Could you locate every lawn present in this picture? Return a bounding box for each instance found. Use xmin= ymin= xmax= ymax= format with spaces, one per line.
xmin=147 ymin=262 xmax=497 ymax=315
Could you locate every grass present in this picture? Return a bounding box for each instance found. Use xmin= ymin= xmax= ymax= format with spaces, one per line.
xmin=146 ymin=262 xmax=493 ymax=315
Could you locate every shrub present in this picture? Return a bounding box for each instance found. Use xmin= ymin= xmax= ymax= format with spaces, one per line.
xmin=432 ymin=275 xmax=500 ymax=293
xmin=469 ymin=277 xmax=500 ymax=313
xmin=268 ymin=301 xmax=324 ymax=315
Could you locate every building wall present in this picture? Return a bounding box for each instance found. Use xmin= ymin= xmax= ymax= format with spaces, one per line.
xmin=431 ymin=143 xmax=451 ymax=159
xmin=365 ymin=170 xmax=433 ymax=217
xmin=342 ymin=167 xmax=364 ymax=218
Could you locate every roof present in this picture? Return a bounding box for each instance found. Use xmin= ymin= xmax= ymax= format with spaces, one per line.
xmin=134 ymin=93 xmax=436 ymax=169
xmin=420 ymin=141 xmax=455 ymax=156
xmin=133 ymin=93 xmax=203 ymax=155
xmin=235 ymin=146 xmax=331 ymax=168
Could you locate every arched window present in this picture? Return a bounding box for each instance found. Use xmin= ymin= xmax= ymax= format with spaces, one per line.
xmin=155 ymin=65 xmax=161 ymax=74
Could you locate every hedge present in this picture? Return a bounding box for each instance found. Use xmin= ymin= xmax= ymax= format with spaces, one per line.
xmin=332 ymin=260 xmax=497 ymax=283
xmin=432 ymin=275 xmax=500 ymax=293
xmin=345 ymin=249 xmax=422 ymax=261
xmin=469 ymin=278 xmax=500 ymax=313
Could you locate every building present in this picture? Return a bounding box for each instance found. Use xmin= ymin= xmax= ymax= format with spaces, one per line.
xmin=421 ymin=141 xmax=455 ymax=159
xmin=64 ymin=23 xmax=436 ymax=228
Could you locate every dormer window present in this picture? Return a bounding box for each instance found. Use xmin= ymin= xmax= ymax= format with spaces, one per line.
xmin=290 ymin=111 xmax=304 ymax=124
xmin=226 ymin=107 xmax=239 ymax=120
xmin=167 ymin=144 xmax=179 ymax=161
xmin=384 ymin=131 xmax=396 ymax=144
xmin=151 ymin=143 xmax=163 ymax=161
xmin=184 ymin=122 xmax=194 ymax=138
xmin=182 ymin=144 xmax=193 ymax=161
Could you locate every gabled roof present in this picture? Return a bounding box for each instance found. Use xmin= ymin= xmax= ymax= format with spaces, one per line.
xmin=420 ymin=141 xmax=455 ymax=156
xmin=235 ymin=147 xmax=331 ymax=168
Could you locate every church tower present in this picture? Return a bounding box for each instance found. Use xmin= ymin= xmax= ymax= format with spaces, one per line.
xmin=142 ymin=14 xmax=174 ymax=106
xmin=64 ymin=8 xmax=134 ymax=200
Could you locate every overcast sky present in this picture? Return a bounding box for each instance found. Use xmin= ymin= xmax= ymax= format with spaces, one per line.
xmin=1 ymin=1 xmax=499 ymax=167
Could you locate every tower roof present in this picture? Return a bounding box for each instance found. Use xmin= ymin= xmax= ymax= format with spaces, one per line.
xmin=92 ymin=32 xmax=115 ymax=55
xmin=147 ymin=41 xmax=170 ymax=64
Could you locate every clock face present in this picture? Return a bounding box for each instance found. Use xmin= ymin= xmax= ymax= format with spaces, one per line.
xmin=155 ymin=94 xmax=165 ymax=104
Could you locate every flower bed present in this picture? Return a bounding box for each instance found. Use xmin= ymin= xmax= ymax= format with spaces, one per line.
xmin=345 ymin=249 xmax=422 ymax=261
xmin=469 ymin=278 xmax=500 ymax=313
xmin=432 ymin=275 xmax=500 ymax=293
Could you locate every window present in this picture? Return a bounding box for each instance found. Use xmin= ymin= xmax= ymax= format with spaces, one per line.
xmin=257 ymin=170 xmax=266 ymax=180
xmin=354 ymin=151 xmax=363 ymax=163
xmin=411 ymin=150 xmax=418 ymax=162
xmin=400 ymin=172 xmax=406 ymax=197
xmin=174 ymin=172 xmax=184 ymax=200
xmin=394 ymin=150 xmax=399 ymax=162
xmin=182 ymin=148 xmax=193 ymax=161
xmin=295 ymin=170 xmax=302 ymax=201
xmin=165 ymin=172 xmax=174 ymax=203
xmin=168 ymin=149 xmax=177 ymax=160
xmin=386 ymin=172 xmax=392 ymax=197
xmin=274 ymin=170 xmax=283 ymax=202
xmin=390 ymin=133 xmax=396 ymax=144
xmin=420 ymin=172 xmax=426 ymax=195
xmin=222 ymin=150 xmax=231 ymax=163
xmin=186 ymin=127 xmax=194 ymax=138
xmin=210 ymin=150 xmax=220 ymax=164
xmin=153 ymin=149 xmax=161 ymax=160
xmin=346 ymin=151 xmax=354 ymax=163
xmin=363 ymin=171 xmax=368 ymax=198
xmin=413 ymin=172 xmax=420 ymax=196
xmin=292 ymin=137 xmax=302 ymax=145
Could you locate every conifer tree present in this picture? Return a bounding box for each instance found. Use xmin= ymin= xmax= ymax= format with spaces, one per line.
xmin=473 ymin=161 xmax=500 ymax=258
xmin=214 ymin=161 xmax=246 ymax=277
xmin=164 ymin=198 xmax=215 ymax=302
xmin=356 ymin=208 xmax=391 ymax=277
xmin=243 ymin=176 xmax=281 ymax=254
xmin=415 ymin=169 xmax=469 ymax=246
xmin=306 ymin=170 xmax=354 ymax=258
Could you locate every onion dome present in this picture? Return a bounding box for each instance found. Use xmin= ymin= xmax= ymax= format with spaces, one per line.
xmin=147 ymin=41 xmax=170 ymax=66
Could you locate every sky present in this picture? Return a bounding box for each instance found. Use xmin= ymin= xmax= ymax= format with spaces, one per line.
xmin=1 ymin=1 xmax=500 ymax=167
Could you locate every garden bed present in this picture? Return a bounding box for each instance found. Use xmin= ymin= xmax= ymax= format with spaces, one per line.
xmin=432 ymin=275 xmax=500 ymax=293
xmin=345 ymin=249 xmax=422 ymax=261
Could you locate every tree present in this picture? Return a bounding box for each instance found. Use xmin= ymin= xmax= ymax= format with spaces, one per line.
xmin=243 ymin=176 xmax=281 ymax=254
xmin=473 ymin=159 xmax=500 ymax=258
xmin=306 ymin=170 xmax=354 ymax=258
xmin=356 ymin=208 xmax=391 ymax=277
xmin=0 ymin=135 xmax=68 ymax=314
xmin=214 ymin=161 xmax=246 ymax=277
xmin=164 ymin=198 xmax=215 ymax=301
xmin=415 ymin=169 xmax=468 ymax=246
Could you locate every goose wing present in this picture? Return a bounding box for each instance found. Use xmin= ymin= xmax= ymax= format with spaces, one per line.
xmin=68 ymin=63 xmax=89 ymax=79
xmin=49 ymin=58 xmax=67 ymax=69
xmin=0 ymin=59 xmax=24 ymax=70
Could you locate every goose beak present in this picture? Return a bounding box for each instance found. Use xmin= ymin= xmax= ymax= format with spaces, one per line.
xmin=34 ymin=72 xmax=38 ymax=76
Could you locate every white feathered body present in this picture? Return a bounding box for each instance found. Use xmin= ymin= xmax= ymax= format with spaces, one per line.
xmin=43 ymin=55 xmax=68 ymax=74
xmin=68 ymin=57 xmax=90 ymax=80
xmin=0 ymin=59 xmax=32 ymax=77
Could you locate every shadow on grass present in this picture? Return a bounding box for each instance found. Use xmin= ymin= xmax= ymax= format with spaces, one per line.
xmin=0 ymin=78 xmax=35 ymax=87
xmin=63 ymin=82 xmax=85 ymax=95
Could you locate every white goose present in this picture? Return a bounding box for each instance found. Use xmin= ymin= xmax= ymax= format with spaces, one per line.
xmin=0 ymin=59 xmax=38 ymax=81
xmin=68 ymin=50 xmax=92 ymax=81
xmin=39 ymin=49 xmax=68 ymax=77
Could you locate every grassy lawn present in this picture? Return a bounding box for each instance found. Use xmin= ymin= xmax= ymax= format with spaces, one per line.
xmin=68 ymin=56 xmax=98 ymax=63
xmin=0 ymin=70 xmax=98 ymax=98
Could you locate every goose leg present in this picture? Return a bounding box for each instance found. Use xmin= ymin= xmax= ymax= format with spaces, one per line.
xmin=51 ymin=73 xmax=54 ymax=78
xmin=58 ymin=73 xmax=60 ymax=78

- - -

### THE REQUEST
Return, word for word, every row from the one containing "Could you locate every goose beak" down to the one containing "xmin=63 ymin=82 xmax=85 ymax=95", with both of those rows included.

### THE RESULT
Could you locate every goose beak present in this picture? Return a bounding box for each instance found. Use xmin= ymin= xmax= ymax= format with spaces, one per line.
xmin=34 ymin=72 xmax=38 ymax=76
Could you locate every white feathered body present in this picture? Return a bounding box for each instance found. Use xmin= ymin= xmax= ymax= format with spaces, one per line.
xmin=43 ymin=55 xmax=68 ymax=74
xmin=68 ymin=57 xmax=90 ymax=80
xmin=0 ymin=59 xmax=32 ymax=77
Could you locate every shadow on grass present in this picture? Return a bounding box for each instance found. Use xmin= ymin= xmax= ymax= format with spaces, one per line.
xmin=0 ymin=78 xmax=35 ymax=87
xmin=63 ymin=82 xmax=85 ymax=95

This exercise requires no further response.